### Text:
□ □ □ □ □

Not everyone would consider the southeast Atlantic coast of Canada to be a great retirement choice, but for those seeking a part-time retirement (full-time retirement requires permanent resident status) in an affordable, sophisticated spot above one of the world’s largest natural harbors, Halifax, Nova Scotia is worth a look. This bustling city provides beauty, four seasons and many cultural and recreation amenities. The city is farther south than Montreal, and it has a strong senior support system. The tax situation in Halifax is not bad either as you will see on your tax preparation software when the time comes. Many actually consider Halifax to be Canada’s best kept secret.
In 1996 the provincial government of Nova Scotia amalgamated three cities, Halifax, Dartmouth and Bedford, and the surrounding rural Halifax County, into the Halifax Regional Municipality. The HRM has a total of 188 communities, many of them small and snuggled along the rugged Atlantic seacoast.
Halifax, the old city (population 125,000), is located on the Halifax Peninsula and on the Halifax Mainland to the west and overlooks spectacular Halifax Harbor. It was founded by the British as a naval base in 1749, and today it is a lush and exciting destination with an historic waterfront, fun rooftop restaurants, world-class art galleries and coffee shops. Retirees should keep in mind that the old city of Halifax is hilly and can be a strenuous walk from top to bottom.
The city is still an important naval port with ships and submarines from across the globe coming and going throughout the year. Downtown is full of historical landmarks and old-world, European architecture, as well as a New England kind of charm. Halifax is also home to the Symphony Nova Scotia, the Nova Scotia Opera Society, The St. Cecilia Concert Series and several universities, including Dalhousie University.
Small beaches, charming lighthouses and busy fishing villages dot the craggy coast, and residents enjoy canoeing, kayaking and fishing in the many coves and inlets throughout the region.
Within the old city of Halifax there are 7 senior centers; two more are in neighboring towns.
Metro Transit operates a full bus and ferry schedule within the HRM.
Medical care in the HRM is quite good. The Queen Elizabeth II Health Sciences Centre, located at Dalhousie University, is the area’s largest and best medical facility, providing nearly all types of care.
The weather in Halifax is not for everyone. This area does not generally experience the same weather extremes as does inland Nova Scotia and much of central Canada, and that is a plus for many. Spring is wet and cool. Fall is beautiful, with warm days and cool nights. Winters are cold and wet, with rain and some snow.

□ □ □ □ □

### Records supplied:

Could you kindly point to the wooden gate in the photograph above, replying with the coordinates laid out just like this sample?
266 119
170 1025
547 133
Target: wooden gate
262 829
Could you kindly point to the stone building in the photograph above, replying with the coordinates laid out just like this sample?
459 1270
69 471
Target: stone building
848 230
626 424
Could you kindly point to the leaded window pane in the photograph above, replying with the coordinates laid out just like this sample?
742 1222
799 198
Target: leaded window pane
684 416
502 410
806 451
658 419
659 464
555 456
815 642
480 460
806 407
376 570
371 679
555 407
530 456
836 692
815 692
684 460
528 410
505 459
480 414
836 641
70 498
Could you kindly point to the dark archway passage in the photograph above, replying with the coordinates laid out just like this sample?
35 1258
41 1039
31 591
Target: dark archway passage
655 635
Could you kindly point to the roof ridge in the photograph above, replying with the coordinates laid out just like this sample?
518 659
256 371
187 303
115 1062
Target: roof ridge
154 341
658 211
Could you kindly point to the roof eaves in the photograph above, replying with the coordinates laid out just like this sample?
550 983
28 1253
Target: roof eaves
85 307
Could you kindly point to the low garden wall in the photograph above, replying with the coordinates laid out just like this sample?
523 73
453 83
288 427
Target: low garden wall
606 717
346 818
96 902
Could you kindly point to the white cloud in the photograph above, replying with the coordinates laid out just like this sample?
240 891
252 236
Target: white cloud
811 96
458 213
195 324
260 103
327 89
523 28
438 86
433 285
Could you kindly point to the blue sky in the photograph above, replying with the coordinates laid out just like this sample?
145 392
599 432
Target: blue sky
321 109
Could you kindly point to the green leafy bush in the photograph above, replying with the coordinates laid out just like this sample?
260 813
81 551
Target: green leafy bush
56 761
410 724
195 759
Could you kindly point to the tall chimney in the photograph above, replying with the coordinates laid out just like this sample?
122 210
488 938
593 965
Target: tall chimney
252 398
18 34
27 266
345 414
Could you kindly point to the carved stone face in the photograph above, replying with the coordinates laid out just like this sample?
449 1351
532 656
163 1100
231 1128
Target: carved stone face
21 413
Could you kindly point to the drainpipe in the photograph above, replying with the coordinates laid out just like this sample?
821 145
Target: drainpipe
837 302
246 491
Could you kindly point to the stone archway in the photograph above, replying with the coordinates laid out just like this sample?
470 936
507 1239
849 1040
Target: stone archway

□ □ □ □ □

### Tasks:
(1) Please answer these about the Halifax text, one per line:
(a) In what year were Halifax, Dartmouth and Bedford amalgamated into the Halifax Regional Municipality?
(b) How many senior centers are within the old city of Halifax?
(c) What operates the bus and ferry schedule within the HRM?
(2) Repeat the Halifax text word for word from "The weather in" to "and some snow.".

### Answers provided:
(1)
(a) 1996
(b) 7
(c) Metro Transit

(2)
The weather in Halifax is not for everyone. This area does not generally experience the same weather extremes as does inland Nova Scotia and much of central Canada, and that is a plus for many. Spring is wet and cool. Fall is beautiful, with warm days and cool nights. Winters are cold and wet, with rain and some snow.